Exercise: Without any pictures, the records below should be reproduced exactly.

Data for analysis:
=== Begin Enclosure ===
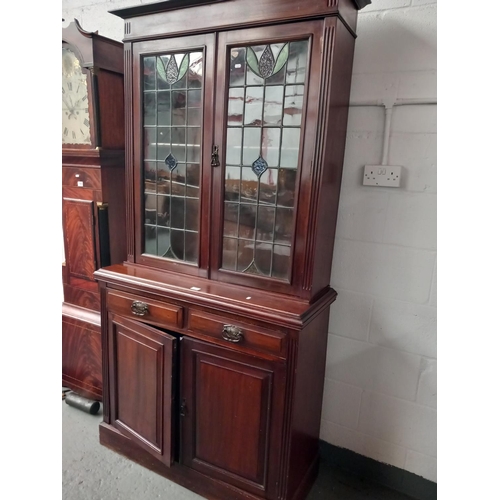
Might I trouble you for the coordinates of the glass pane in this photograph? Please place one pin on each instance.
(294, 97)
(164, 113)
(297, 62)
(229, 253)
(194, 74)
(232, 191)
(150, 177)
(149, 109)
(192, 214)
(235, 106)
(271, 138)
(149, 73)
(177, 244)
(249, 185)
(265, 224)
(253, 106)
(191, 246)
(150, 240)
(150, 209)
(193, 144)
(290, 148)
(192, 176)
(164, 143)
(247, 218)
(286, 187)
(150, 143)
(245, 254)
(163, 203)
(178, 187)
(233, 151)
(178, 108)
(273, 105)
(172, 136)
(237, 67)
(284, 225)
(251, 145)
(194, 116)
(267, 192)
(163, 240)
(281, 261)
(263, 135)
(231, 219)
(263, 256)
=== End Enclosure ===
Answer below:
Might I trouble you for the coordinates of the glass pane in this photograph? Please place one pin on each instance.
(294, 97)
(164, 113)
(297, 62)
(229, 253)
(194, 74)
(232, 191)
(150, 177)
(149, 109)
(192, 214)
(235, 106)
(271, 138)
(149, 73)
(177, 244)
(249, 185)
(265, 224)
(253, 106)
(191, 246)
(150, 240)
(150, 209)
(193, 144)
(290, 148)
(192, 176)
(164, 143)
(247, 218)
(286, 187)
(150, 143)
(245, 254)
(163, 203)
(178, 187)
(233, 151)
(178, 108)
(273, 105)
(172, 136)
(237, 67)
(284, 225)
(251, 145)
(194, 116)
(267, 192)
(163, 240)
(281, 261)
(263, 135)
(231, 219)
(263, 256)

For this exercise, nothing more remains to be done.